→ **TASK**: Render the lines below as a JSON list of strings, one string per line, leaving out any blank lines.

→ **PROVIDED RECORDS**:
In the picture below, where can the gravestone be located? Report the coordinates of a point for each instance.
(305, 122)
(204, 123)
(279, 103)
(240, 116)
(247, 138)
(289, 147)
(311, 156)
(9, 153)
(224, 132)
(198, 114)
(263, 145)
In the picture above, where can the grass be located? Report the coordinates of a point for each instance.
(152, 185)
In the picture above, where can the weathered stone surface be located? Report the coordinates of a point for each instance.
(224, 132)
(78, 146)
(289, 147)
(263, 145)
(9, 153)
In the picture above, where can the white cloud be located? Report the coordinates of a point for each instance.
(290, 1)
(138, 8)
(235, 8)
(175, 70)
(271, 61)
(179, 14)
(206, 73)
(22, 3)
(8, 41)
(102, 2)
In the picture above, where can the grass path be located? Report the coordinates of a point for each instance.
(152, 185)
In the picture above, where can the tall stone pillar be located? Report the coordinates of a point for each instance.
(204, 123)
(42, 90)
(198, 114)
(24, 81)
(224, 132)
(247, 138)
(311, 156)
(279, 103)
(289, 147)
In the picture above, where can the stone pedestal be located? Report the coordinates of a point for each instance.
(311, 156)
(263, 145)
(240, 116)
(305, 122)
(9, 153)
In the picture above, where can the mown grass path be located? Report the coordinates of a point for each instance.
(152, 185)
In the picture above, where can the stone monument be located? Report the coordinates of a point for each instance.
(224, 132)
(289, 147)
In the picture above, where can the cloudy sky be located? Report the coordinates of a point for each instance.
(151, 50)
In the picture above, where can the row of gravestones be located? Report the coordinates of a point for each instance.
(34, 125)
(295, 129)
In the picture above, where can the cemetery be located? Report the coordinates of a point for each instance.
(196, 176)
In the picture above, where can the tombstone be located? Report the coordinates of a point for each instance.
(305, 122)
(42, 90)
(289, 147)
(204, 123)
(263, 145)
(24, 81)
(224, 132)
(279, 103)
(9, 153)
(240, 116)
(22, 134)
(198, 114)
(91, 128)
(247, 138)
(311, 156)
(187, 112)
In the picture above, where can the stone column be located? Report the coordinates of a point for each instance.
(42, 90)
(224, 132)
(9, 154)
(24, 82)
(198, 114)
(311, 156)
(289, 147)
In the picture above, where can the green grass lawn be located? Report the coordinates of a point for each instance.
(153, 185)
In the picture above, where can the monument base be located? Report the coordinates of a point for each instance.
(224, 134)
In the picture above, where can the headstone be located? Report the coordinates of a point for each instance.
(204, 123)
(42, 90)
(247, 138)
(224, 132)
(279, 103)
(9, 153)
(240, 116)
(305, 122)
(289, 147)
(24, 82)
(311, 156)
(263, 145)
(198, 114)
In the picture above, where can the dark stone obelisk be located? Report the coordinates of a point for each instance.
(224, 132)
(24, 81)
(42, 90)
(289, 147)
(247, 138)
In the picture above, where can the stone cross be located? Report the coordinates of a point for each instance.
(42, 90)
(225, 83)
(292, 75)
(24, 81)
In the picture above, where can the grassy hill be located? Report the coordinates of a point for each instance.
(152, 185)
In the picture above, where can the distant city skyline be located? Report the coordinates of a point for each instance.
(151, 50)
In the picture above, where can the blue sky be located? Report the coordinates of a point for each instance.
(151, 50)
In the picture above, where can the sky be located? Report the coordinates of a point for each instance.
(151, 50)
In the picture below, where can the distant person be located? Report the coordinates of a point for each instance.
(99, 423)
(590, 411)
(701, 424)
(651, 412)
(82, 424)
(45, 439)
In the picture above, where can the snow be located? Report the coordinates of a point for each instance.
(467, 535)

→ **COMPLETED TASK**:
[
  "In the picture below, where can the gravestone be located? Report the coordinates of a point for each instance.",
  "(305, 122)",
  "(204, 123)",
  "(279, 103)",
  "(240, 116)",
  "(247, 138)",
  "(289, 147)",
  "(311, 156)",
  "(9, 153)",
  "(224, 132)",
  "(198, 114)",
  "(263, 145)",
  "In the picture above, where can the grass be located? Report the coordinates of a point for each instance.",
  "(152, 185)",
  "In the picture above, where can the weathered stone surface be located? Report the coordinates of a point for each instance.",
  "(224, 132)",
  "(78, 146)",
  "(289, 147)",
  "(263, 145)",
  "(9, 153)",
  "In the picture above, where can the white cloud be located? Report the coordinates of a point for each instance.",
  "(290, 1)",
  "(138, 8)",
  "(235, 8)",
  "(175, 70)",
  "(271, 61)",
  "(179, 14)",
  "(206, 73)",
  "(22, 3)",
  "(8, 41)",
  "(102, 2)",
  "In the picture above, where can the grass path be located? Report the coordinates of a point for each instance.",
  "(152, 185)",
  "In the picture above, where can the tall stone pillar be located? Report the coordinates of a point for each instance.",
  "(204, 123)",
  "(42, 90)",
  "(198, 114)",
  "(24, 81)",
  "(224, 132)",
  "(247, 138)",
  "(311, 156)",
  "(279, 103)",
  "(289, 147)",
  "In the picture above, where can the stone pedestal be located? Report the coordinates of a point for each instance.",
  "(311, 156)",
  "(263, 145)",
  "(240, 116)",
  "(305, 122)",
  "(9, 153)",
  "In the picture above, where can the mown grass path be located? Report the coordinates of a point for each instance.",
  "(152, 185)",
  "In the picture above, where can the stone monument be located? Report the coordinates of a point for each instance.",
  "(224, 132)",
  "(289, 147)",
  "In the picture above, where can the cloudy sky be located? Report the coordinates of a point for each instance.",
  "(151, 50)",
  "In the picture above, where can the row of gravestones be located? Report the coordinates of a point for each instance.",
  "(34, 125)",
  "(295, 129)",
  "In the picture above, where can the cemetery be located? Report the coordinates of a point for each instance.",
  "(196, 176)",
  "In the picture above, where can the tombstone be located? Report the coordinates of a point for each instance.",
  "(305, 122)",
  "(42, 90)",
  "(289, 147)",
  "(204, 123)",
  "(263, 145)",
  "(24, 81)",
  "(224, 132)",
  "(279, 103)",
  "(9, 153)",
  "(240, 116)",
  "(22, 134)",
  "(198, 114)",
  "(91, 128)",
  "(247, 138)",
  "(311, 156)",
  "(187, 112)",
  "In the picture above, where can the stone column be located? Report the coordinates of a point for each instance.",
  "(42, 90)",
  "(224, 132)",
  "(9, 154)",
  "(24, 82)",
  "(198, 114)",
  "(311, 156)",
  "(289, 147)",
  "In the picture above, where can the green grass lawn be located? Report the coordinates of a point for each instance.",
  "(153, 185)",
  "In the picture above, where can the monument base be located? Report the coordinates of a point for each instance.",
  "(224, 134)",
  "In the picture above, where can the headstone be located? Report the coordinates of a point for each instance.",
  "(204, 123)",
  "(42, 90)",
  "(247, 138)",
  "(224, 132)",
  "(279, 103)",
  "(9, 153)",
  "(240, 116)",
  "(305, 122)",
  "(289, 147)",
  "(24, 82)",
  "(311, 156)",
  "(263, 145)",
  "(198, 114)",
  "In the picture above, where can the dark stone obelisk be located? Report the coordinates of a point for each instance.",
  "(224, 132)",
  "(24, 81)",
  "(42, 90)",
  "(289, 147)",
  "(247, 138)",
  "In the picture above, where can the stone cross be located? Report the coordinates of a point for each instance.",
  "(42, 90)",
  "(225, 83)",
  "(292, 75)",
  "(24, 81)",
  "In the picture above, where can the grassy hill be located? Report the coordinates of a point for each instance.",
  "(152, 185)",
  "In the picture above, where can the distant city skyline be located? Report the coordinates of a point for each instance.",
  "(151, 50)",
  "In the picture above, where can the blue sky be located? Report the coordinates of a point for each instance.",
  "(151, 50)",
  "In the picture above, where can the sky be located? Report the coordinates of a point for each instance.",
  "(151, 50)",
  "In the picture below, where can the distant person be located? Report the coordinates of a point for each instance.",
  "(99, 423)",
  "(590, 411)",
  "(701, 424)",
  "(651, 412)",
  "(82, 424)",
  "(45, 439)",
  "In the picture above, where can the snow be located? Report the coordinates of a point for each instance.",
  "(467, 535)"
]